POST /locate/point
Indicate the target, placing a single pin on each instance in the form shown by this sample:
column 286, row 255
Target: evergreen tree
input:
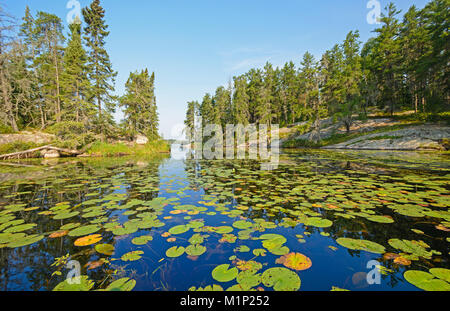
column 100, row 69
column 240, row 101
column 48, row 62
column 139, row 104
column 387, row 56
column 76, row 84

#####

_Task description_:
Can you copy the listing above word for word, leaving out the picture?

_Reply to the task_:
POST /locate/point
Indicate the target, placing a single pin on each instance in the form shown by this sample:
column 286, row 255
Target: evergreen tree
input:
column 100, row 69
column 240, row 101
column 48, row 62
column 139, row 104
column 387, row 56
column 76, row 84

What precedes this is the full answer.